----- Dataset excerpts

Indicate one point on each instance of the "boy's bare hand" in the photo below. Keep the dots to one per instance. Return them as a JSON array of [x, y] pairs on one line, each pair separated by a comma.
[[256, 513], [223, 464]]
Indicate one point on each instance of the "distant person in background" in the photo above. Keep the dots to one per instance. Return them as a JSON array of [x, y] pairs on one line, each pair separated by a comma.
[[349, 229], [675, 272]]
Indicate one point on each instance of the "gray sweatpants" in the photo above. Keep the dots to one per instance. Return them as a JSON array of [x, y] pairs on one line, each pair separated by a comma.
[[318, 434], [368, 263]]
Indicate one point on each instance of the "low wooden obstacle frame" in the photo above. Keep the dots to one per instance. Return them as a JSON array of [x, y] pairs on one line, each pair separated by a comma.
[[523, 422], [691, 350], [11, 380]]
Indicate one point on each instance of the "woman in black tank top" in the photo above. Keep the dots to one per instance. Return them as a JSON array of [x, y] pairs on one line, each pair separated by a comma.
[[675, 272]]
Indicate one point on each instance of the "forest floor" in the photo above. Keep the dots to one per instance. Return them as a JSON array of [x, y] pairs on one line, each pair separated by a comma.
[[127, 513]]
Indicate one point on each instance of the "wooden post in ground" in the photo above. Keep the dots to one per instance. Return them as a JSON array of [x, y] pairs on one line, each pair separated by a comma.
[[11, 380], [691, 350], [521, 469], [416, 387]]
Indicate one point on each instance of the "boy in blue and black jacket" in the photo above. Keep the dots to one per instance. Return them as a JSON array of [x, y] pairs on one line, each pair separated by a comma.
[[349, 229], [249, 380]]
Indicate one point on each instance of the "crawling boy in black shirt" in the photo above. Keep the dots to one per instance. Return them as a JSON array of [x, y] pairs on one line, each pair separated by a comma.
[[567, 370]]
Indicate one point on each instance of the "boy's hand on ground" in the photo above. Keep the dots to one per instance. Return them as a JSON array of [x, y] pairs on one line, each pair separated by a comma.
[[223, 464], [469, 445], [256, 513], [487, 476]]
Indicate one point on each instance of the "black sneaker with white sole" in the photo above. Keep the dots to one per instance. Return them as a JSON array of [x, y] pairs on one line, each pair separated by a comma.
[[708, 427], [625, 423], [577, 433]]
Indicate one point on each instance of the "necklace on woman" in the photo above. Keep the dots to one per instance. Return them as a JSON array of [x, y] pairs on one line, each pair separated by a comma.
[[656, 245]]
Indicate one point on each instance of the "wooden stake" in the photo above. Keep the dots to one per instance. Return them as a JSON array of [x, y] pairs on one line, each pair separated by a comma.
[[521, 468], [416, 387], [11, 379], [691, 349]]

----------

▶ Description of the task
An exact copy of all the entries is what's needed; write it out.

▶ Answer to the exercise
Indicate one point on each instance of the "boy's bare hand" in the photo below. Keep the dots to one per instance. Return them as a JSON array of [x, y] pairs on one line, each pair separated by a comma.
[[256, 513], [223, 464]]
Indicate one point on each instance of the "distant person in background" in the photo above. Keep the dots to one per instance. Return them as a JSON array of [x, y] pairs on one line, each pair separated by a comma.
[[349, 229], [675, 272]]
Indicate one point on each instance of the "gray sweatpants" in the photo above. Keep the dots to one per instance. Return them as a JSON array of [x, y] pairs on one line, each pair separated by a comma.
[[318, 434], [368, 263]]
Indicate one point on each instance of the "low wooden obstacle frame" in the photo above. Keep the dots to one per instance. Return them as a JSON array of [x, y] pairs on one line, each pair separated by a comma.
[[523, 422], [691, 350], [11, 380]]
Indicate one point on each instance of the "woman in black tank top" in the photo above. Keep the dots to one per instance. Return them as a JSON array of [x, y] pairs on one line, each pair separated by a comma.
[[675, 272]]
Indicate one point on each instance of the "forest floor" in the photo above. Keep the dots to one per instance. Return them as a JSON array of [x, y] pairs on one line, each pair separated by a comma.
[[127, 513]]
Indicate one point on each instance of the "wooden post in ground" in the photo above. Keep the dots to one per instance. Return them as a JSON array of [x, y] pairs on one line, each pair separated by a comma.
[[11, 380], [691, 350], [521, 469], [416, 387]]
Indicate one point on each instance of the "boy in blue and black jacket" in the photo above. Keep the dots to one per instance. Return them as a JSON array of [x, y] pairs on one line, each pair separated by a comma.
[[349, 229], [249, 380]]
Indicate one point on each instance of the "crawling boy in black shirt" in the photo above. Keep the dots to one per instance. Return them as a JSON array of [x, y] pairs on one line, each pair separated by a comma.
[[567, 370]]
Indicate one point on each instance of the "boy's hand on ground" in the photo above. Keep the dots to one per instance. Return them as a JSON array of [x, y] pairs on one line, each pair separated by a comma.
[[223, 464], [469, 445], [256, 513], [487, 476]]
Indicate one point on each instance of the "black sneaker with white sole" in the photo above. Keep the dots to one per instance. Return them as a JSON array of [x, y] pairs on one line, each pair separated by a comma.
[[708, 427], [625, 423], [577, 433]]
Indicate one point on each instance of the "necklace on woman" in the photo above. Keep the dots to one per instance. Return them as a JSON array of [x, y] pairs on one line, each pair separated by a comma.
[[656, 245]]
Indicate one point on each instance of the "wooden stake" in the photo above. Keep the dots to one per instance. Return them as a JSON array of [x, y] pairs on one line, each pair separated by a comma.
[[521, 468], [416, 387], [11, 379], [691, 349]]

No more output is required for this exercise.